===== Records to process

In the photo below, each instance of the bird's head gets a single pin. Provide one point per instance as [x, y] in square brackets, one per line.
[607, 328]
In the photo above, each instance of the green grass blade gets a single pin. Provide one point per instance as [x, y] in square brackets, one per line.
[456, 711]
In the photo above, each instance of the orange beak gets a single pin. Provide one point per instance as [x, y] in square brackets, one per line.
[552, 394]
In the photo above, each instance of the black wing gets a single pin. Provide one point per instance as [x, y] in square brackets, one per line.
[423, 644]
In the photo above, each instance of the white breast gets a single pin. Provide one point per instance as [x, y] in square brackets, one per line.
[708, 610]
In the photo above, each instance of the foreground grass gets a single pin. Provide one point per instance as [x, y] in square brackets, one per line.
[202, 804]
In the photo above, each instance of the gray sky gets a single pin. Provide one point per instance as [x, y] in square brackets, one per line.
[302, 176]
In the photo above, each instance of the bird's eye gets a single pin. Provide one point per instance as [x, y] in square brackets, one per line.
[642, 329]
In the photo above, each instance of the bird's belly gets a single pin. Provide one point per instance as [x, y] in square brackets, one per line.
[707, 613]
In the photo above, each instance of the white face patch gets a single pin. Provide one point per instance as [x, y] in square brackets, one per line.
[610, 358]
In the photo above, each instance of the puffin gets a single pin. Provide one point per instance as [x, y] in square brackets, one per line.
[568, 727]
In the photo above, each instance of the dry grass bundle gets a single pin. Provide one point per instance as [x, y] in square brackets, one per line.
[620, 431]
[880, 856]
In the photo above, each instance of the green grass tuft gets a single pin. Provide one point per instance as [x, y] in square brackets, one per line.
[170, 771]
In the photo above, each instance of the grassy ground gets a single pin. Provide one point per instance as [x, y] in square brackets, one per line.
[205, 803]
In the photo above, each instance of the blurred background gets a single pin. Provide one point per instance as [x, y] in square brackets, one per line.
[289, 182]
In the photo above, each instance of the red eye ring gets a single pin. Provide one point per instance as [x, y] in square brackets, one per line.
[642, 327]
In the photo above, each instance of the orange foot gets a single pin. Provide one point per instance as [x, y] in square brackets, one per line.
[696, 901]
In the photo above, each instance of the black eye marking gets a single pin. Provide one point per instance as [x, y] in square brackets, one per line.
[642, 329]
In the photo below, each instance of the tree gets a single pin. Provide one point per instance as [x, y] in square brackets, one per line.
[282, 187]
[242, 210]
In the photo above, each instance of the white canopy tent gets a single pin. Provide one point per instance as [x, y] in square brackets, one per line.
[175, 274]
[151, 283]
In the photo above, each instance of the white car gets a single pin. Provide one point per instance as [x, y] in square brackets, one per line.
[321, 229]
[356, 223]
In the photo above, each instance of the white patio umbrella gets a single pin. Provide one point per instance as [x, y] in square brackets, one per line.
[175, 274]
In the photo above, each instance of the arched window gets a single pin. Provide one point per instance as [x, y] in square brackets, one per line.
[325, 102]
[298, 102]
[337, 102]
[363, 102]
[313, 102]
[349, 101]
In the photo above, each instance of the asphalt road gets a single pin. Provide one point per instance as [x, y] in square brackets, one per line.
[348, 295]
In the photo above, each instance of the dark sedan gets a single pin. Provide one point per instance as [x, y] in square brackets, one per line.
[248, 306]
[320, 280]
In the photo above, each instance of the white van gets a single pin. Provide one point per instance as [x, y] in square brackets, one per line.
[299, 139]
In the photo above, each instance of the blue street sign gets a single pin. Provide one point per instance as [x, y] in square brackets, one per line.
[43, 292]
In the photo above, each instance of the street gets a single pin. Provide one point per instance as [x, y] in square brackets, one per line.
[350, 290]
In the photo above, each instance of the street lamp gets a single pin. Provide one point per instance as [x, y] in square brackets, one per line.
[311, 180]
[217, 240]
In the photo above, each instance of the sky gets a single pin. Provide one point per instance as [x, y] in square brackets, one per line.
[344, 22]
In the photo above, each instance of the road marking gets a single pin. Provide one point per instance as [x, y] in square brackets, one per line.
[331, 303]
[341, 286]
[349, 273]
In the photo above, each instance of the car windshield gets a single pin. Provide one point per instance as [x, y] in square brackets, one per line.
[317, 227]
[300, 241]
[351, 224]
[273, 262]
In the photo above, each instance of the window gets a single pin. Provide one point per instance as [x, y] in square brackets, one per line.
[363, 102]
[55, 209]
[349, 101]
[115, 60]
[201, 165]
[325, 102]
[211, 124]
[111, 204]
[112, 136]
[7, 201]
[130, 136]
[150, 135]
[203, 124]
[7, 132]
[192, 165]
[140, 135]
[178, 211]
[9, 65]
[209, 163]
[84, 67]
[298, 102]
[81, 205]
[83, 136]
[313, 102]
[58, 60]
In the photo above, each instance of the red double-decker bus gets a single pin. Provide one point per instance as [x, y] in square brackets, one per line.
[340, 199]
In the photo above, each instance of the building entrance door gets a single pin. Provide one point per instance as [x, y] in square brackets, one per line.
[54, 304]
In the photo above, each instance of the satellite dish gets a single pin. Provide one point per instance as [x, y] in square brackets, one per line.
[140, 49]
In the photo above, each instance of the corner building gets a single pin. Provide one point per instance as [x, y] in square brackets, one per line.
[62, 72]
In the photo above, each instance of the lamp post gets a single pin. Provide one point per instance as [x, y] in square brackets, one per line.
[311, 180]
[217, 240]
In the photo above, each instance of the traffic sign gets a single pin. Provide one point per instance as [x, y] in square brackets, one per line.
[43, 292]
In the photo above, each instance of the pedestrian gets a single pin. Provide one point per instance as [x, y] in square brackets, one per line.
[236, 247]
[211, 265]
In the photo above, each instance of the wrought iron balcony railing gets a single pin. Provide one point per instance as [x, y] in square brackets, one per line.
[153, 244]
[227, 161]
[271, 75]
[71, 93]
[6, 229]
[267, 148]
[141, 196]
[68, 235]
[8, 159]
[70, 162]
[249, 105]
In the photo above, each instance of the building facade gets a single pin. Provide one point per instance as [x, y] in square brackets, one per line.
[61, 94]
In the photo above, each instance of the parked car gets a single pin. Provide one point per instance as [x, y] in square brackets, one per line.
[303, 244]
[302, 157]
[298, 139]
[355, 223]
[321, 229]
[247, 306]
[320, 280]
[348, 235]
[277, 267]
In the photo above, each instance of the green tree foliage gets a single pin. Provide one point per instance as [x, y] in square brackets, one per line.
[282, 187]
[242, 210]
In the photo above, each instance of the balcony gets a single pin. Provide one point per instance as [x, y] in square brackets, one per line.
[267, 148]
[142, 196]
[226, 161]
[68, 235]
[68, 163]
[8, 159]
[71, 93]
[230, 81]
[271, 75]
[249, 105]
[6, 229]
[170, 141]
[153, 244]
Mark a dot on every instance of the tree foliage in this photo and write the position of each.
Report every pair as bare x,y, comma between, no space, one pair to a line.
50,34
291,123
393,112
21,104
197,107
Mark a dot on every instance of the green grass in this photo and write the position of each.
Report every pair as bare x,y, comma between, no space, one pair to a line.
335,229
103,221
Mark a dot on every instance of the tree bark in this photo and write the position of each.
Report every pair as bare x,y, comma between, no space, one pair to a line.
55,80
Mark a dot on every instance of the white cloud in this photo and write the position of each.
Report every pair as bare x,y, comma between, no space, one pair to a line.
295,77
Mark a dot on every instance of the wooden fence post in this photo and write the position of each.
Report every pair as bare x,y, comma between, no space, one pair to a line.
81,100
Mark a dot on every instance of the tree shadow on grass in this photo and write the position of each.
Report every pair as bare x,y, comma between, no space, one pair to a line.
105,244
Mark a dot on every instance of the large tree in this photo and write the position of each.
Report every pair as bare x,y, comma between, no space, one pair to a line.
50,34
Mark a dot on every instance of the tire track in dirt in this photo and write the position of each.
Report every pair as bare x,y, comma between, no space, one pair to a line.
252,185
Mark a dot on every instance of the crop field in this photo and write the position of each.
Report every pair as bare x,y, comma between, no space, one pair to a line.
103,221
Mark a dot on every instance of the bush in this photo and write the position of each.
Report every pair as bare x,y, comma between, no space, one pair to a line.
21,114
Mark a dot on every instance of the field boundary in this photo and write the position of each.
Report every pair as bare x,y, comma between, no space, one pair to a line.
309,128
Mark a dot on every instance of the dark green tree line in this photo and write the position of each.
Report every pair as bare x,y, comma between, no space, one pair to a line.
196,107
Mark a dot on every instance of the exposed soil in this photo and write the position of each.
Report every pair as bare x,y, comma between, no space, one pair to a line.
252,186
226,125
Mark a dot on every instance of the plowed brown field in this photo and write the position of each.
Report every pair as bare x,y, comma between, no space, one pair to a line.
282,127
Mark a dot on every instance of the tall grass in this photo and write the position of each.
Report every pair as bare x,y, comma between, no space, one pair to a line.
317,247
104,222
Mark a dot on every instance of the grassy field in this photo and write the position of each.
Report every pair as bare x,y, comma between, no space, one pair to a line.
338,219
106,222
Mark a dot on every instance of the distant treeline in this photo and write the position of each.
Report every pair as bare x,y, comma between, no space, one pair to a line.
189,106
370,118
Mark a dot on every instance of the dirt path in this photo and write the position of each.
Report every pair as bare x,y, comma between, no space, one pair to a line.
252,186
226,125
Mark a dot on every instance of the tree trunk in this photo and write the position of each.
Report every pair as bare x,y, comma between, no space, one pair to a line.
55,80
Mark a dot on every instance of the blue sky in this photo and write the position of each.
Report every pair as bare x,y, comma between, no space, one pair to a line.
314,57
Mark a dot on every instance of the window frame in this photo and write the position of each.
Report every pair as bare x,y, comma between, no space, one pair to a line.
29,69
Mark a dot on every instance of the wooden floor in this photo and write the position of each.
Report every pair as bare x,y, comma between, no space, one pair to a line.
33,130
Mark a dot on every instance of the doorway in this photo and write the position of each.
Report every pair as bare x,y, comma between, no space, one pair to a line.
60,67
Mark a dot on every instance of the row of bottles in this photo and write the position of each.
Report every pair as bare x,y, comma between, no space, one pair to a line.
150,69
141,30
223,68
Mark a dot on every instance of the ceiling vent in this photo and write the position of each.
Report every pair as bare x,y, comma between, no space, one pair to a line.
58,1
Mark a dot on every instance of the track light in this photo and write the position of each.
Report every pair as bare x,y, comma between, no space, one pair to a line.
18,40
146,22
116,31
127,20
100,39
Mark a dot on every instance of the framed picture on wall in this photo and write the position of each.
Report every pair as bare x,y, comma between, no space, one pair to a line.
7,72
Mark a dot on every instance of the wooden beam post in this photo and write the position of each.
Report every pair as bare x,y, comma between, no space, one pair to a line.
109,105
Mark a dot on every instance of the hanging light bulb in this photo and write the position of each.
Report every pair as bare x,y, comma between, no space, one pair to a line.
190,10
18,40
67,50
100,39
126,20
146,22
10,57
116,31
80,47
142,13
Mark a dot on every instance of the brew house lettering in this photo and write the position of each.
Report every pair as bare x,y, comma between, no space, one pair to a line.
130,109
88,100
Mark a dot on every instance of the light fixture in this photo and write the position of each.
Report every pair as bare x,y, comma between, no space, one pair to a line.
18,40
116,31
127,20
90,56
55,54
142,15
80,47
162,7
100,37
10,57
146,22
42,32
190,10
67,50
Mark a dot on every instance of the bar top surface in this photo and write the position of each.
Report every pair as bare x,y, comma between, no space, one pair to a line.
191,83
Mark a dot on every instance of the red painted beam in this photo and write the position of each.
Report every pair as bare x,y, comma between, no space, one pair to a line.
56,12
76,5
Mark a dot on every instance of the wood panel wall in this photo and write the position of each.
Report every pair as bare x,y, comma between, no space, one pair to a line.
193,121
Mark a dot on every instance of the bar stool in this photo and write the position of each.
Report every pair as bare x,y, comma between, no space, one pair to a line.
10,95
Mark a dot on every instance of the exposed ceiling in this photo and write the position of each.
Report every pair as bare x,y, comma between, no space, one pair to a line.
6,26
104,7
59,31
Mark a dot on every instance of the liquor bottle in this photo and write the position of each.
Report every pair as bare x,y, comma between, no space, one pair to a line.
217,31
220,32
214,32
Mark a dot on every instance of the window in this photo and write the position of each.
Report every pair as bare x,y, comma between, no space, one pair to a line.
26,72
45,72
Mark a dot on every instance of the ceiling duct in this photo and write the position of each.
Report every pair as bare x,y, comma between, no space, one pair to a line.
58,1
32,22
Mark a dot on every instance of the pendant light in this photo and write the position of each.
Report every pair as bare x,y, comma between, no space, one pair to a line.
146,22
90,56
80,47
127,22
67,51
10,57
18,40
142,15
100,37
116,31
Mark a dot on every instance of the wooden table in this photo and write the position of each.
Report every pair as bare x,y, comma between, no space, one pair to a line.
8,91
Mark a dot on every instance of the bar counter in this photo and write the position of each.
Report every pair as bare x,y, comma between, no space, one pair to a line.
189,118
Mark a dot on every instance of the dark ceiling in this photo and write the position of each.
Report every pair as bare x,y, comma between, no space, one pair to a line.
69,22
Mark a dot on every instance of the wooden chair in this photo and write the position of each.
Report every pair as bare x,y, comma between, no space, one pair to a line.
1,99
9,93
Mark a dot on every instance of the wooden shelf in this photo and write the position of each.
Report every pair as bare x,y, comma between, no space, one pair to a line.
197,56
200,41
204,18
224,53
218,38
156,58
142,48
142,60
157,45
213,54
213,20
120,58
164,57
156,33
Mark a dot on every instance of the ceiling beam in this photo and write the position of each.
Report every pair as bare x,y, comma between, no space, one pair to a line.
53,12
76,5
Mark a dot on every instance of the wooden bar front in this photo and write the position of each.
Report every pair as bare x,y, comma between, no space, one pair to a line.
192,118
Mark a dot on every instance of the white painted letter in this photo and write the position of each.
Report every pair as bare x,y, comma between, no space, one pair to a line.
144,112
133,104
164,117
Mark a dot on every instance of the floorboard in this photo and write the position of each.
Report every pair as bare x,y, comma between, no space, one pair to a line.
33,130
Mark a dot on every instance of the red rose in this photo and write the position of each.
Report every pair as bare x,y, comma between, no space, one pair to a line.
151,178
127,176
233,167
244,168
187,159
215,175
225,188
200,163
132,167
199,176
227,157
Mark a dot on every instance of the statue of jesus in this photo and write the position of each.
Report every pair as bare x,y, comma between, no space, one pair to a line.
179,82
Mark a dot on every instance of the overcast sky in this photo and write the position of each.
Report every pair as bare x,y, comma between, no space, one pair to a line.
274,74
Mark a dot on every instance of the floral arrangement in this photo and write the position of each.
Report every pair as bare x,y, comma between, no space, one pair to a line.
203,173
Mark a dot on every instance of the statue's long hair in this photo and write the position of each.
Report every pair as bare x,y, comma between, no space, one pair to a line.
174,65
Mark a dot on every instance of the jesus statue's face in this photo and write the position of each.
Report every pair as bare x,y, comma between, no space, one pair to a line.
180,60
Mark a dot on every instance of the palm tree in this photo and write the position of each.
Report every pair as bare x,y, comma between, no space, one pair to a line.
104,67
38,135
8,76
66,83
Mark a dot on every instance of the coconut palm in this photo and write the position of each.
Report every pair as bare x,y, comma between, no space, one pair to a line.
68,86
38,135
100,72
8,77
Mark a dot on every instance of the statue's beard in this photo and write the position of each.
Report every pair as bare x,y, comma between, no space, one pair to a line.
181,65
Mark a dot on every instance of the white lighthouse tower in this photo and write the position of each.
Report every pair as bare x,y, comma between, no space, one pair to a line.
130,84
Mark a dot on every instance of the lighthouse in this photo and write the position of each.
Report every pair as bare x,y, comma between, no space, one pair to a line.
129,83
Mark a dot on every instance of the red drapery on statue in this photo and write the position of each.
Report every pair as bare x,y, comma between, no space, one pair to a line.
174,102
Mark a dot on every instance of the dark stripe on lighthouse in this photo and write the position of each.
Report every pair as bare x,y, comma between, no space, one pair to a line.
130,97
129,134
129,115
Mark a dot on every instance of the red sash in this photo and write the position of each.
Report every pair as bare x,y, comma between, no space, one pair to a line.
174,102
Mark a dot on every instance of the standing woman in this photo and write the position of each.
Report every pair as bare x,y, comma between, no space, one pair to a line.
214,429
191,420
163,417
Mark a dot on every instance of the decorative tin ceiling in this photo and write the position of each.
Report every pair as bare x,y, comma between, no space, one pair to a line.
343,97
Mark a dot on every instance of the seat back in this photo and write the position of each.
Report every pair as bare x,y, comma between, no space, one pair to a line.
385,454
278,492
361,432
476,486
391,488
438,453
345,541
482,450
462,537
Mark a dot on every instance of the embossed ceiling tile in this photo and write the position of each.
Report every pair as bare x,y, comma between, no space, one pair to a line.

==========

Problem: Make an exact copy of every line from the one with "Mark a dot on every instance of the palm" to the end of the data, with the first and last of those lines included.

Response below:
Mark a dot on every instance of the palm tree in this photo and write the position of each.
Report every pair as bare x,y, comma between, no space, one pair to a line.
104,67
38,135
8,76
66,83
Mark a dot on every instance of the coconut palm in this photo and write the position of each.
Report every pair as bare x,y, comma between, no space, one pair to a line.
68,86
38,135
100,72
8,77
Mark a dot on every instance of the statue's beard in this photo and write the position of each.
Report every pair as bare x,y, comma between, no space, one pair to a line.
181,65
Mark a dot on every instance of the white lighthouse tower in this photo and write the position of each.
Report every pair as bare x,y, comma between, no space, one pair to a line.
130,84
Mark a dot on every instance of the lighthouse in this photo and write the position of each.
Report every pair as bare x,y, comma between, no space, one pair to a line.
129,83
Mark a dot on every instance of the red drapery on statue in this photo and write the position of each.
Report every pair as bare x,y, comma between, no space, one pair to a line.
174,102
Mark a dot on every instance of the dark stripe on lighthouse in this photo and write the position of each.
Report every pair as bare x,y, comma between, no space, one pair to a line.
130,97
129,134
129,115
Mark a dot on every instance of the red sash in this photo and write the position of each.
Report every pair as bare x,y, comma between, no space, one pair to a line.
174,102
Mark a dot on every instance of the standing woman in this photo and write the position of each.
Report every pair as bare x,y, comma between, no space, one pair to a line.
214,429
191,420
163,417
Mark a dot on every instance of the decorative tin ceiling in this photo and write the position of each.
Report every pair as bare x,y, comma between, no space, one pair to a line.
343,97
Mark a dot on every instance of the seat back in this photo and write the position of each.
Report every pair as bare x,y, comma between, no space, one pair to a line.
385,454
278,492
361,432
476,486
391,488
438,453
345,541
482,450
462,537
Mark a dot on every instance of the embossed ceiling tile in this photo and write the position of each.
Report every pair as bare x,y, comma between, no space, one pair to a line.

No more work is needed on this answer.